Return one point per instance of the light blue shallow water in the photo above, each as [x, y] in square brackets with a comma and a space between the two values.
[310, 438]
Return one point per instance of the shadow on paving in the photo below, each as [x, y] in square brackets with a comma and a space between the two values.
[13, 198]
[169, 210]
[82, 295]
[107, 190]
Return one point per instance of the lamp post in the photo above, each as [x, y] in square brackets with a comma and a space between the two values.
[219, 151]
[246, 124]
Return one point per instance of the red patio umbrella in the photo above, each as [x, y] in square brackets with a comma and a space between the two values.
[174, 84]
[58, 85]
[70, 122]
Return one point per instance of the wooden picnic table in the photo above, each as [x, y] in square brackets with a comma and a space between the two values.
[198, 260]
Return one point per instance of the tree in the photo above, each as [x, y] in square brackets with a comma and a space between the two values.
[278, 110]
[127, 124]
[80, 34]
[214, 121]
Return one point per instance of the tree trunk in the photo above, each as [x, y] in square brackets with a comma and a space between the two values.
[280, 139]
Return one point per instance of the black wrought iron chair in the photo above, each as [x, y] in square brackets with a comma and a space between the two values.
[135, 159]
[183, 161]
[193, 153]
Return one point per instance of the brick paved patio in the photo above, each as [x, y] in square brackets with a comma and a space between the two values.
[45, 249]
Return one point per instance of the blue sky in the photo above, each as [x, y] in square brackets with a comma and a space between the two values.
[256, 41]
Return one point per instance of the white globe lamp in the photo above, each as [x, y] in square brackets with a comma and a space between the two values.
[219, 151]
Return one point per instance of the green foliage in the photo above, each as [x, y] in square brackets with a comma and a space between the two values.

...

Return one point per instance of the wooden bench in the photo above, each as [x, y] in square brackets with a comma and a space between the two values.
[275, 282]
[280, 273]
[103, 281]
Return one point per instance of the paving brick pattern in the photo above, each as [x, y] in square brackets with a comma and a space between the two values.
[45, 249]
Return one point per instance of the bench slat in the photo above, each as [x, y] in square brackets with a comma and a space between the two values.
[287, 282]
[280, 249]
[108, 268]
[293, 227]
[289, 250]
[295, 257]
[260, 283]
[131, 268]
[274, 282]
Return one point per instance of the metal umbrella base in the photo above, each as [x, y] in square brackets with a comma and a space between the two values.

§ **Directions for this task**: Only one stretch of the records above is wanted: the lines between the one holding "Return one point per instance of the lamp" and the one holding "Return one point per instance of the green", inclusive, reproduced exactly.

§ **Worked solution**:
Return one point per instance of the lamp post in the photo above, each as [x, y] in square brackets with a comma and a space between the two values.
[219, 151]
[246, 124]
Return one point per instance of the red patio umbrella in the photo above, each as [x, y] in square brackets with a comma and a space between the two values.
[174, 84]
[58, 85]
[70, 122]
Return one point per instance of the wooden picnic table in the photo above, each as [x, y] in square brackets with a comma and a space between the two values.
[198, 260]
Return one point per instance of the tree in the photo above, each as [x, y] in square brackets with a comma and a space between the two values.
[278, 110]
[127, 124]
[80, 34]
[214, 121]
Return one point per instance of the tree trunk in the photo above, each as [x, y] in square brackets with a comma and a space between the two values.
[280, 139]
Return one point per instance of the black wrought iron chair in the photo above, each as [x, y] in square brackets with a comma and a space between the two values.
[135, 159]
[183, 161]
[193, 153]
Return one point per instance of the brick paved patio in the photo above, each as [x, y] in square brackets with a comma and a space between the two values.
[45, 249]
Return one point per instance of the blue sky in the photo above, each as [x, y] in square brackets with a comma and a space between the two values.
[256, 41]
Return one point per instance of the white globe lamp in the photo above, each as [x, y] in square brackets with a comma and a space between the two values.
[219, 151]
Return one point per instance of the green foliage in the photo above, each as [x, y] in square brackets with a comma and a space between the two values.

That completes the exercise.